GIVEN INSTRUCTION
Convert the listing into a two-column CSV with the columns "request" and "points", one row per entry, each value a single quoted field with line breaks replaced by spaces.

SOURCE MATERIAL
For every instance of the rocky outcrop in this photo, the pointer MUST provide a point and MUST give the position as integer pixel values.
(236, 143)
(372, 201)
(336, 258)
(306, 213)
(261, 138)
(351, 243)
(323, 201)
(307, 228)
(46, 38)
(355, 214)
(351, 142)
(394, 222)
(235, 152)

TASK ANSWER
request,points
"For every instance of the rocky outcrop in this photo, the pointer MUST provide a point and MUST give the position as integer pixel values.","(236, 143) (372, 201) (336, 258) (306, 213) (261, 138) (351, 243) (323, 201) (307, 228) (46, 38) (355, 214) (351, 142) (394, 222) (235, 152)"